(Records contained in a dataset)
** BEGIN **
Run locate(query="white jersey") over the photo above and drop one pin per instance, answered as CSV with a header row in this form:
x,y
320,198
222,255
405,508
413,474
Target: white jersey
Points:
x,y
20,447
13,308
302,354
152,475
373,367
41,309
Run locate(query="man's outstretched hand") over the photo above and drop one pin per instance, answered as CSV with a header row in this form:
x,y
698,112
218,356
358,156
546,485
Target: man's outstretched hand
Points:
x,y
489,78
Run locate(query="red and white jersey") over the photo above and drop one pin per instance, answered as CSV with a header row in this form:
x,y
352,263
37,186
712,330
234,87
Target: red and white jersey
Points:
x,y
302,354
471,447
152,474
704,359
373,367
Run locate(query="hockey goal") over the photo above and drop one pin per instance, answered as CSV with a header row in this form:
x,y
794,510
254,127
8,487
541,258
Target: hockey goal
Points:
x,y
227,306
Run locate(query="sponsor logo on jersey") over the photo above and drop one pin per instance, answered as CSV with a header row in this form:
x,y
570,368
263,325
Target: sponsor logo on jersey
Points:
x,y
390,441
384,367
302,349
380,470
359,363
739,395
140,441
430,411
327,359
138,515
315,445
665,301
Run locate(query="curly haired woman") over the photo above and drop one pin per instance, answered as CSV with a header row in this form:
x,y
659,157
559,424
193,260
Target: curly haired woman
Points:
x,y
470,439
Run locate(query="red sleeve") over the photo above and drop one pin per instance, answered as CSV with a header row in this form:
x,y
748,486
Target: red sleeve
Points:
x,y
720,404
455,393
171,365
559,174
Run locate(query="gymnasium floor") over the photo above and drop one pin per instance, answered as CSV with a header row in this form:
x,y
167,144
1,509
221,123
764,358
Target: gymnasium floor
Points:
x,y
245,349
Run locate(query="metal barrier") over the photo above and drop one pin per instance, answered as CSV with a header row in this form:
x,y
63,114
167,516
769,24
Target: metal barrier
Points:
** END **
● DIRECTIVE
Reproduce all of the entries word for word.

● EXERCISE ANSWER
Run locate(query="white jersey") over the photo above and drop one pin per instance, answered as CSV with a header row in this form:
x,y
320,198
222,255
405,508
413,474
Target: white jersey
Points:
x,y
20,447
13,308
302,354
152,475
373,367
41,309
Run locate(query="man's outstretched hand") over the photo above and drop one pin per instance, answered as CSV with a header row in this form:
x,y
698,112
218,356
358,156
546,485
Target: man's outstretched hand
Points:
x,y
489,78
Run locate(query="red and white jersey") over the photo above and drop one pin per instance, answered as CSV with a header row in this form:
x,y
352,263
37,186
712,330
234,87
Target: red and white jersey
Points:
x,y
302,354
471,447
152,474
704,359
373,367
Run locate(query="hockey goal") over the photo above and drop one pin per instance, answered as CSV with a header row in this form:
x,y
794,510
254,127
8,487
541,258
Target: hockey goal
Points:
x,y
227,306
Run locate(query="sponsor logo on jersey") over the photo above and drop one pin per instance, answered as CSV with a header row in this form:
x,y
570,368
263,325
Target: sponsor logo on jersey
Points:
x,y
390,441
384,367
302,349
380,470
359,363
739,395
140,441
430,411
327,359
138,515
315,445
665,301
Run locate(query="curly haired woman") over the photo above and drop one pin per instance, answered as CSV with a header row in this form:
x,y
659,157
559,424
193,260
Target: curly haired woman
Points:
x,y
470,439
Run locate(query="red sleeve") over the photo above and drop one pin per instance, answered as CSV with a header row in this form:
x,y
748,486
Target: red sleeve
Points:
x,y
720,404
455,393
171,365
559,174
Run locate(query="gymnasium floor") over the photo above and drop one pin per instance, answered as CSV with a header row in this form:
x,y
167,144
1,509
221,123
764,358
Target: gymnasium floor
Points:
x,y
245,349
Run locate(query="metal barrier") over the photo above and drop one pin per instance, answered as CSV with a header row in this form:
x,y
63,114
167,516
769,24
Target: metal barrier
Points:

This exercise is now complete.